Passage –
§ §

On Appeal from the United States District Court for the District of New Jersey

(D.C. Civil Action No. 89-cv-03193)

Before: ALITO, ROTH and LEWIS, Circuit Judges

ROTH, Circuit Judge

Filed August 5, 1997

Argued November 12, 1996


Pursuant to the citizen suit provision of the Clean Water Act, 33 U.S.C. Section(s) 1365(a), Public Interest Research Group (PIRG) and Friends of the Earth (FOE) have sued Magnesium Elektron, Inc. (MEI) for violating the terms of its National Pollution Discharge Elimination System (NPDES) permit. PIRG and FOE obtained a declaratory judgment from a New Jersey District Court establishing that they had standing to prosecute their action against MEI. See PIRG v. MEI, 34 ERC 2077 (D.N.J. 1992) (hereinafter MEI I). This Court affirmed the district court without written opinion, 938 F.2d 1052 (3d Cir. 1992). At the penalty phase of the litigation, the district court then found that MEI's permit violations had caused no harm and posed no threat to the Wickecheoke Creek, the waterway into which MEI discharged its effluent. See PIRG v. MEI, No. 89-3193 (D.N.J. March 9, 1995) (hereinafter MEI II). In response to these findings, MEI has asked this Court to revisit the district court's original decision on standing. For reasons explained below, we will reverse the district court and vacate its permanent injunction and judgment against MEI.

§ §

Stored rows –

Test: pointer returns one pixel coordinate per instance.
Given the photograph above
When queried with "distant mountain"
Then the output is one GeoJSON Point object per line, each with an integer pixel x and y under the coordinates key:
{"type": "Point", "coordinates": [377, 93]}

§ §

Set task A –
Decide whether each statement below agrees with the court opinion above, answering yes or no and quoting the deciding words from it: (i) PIRG and FOE brought their suit under the citizen suit provision of the Clean Water Act; (ii) the district court found that MEI's permit violations harmed the Wickecheoke Creek; (iii) this court will leave the district court's permanent injunction against MEI in place.
Set task B –
Please write the next part of the court opinion, picking up after its final sentence.

Output A –
(i) Yes: "Pursuant to the citizen suit provision of the Clean Water Act, 33 U.S.C. Section(s) 1365(a), Public Interest Research Group (PIRG) and Friends of the Earth (FOE) have sued Magnesium Elektron, Inc. (MEI)"
(ii) No: "the district court then found that MEI's permit violations had caused no harm and posed no threat to the Wickecheoke Creek"
(iii) No: "we will reverse the district court and vacate its permanent injunction and judgment against MEI."

Output B –
In 1972, Congress enacted the Federal Water Pollution Control Act ("Clean Water Act") to restore and maintain the nation's waters and to eliminate the discharge of pollutants into waterways by 1985. See 33 U.S.C. Section(s) 1251(a)(1). Congress enlisted the help of the public in attaining this goal by authorizing citizens to bring suits against those who violated the Act. See 33 U.S.C. Section(s) 1365. *fn1 Accordingly, "citizen suits supplement government efforts" to enforce the Act. Public Interest Research Group of New Jersey, Inc. v. Powell Duffryn, 913 F.2d 64, 74 (3d Cir. 1990). Under the Act, corporations may not discharge pollutants into navigable waterways, see 33 U.S.C. Section(s) 1311(a), unless they obtain a National Pollution Discharge Elimination System (NPDES) permit. See 33 U.S.C. Section(s) 1342. Compliance with the terms and conditions of the permit constitutes compliance with the Act. See 33 U.S.C. Section(s) 1342(k). The permits, in turn, place limitations on the amount of effluent (pollution) corporations may discharge into the water, and require permit-holders to monitor their effluent discharges, to file test results and other data with the Environmental Protection Agency, and to cooperate with state agencies by placing the information on Discharge Monitoring Reports (DMR's). See 40 C.F.R. Section(s) 122.41(j) and 122.48 (1989).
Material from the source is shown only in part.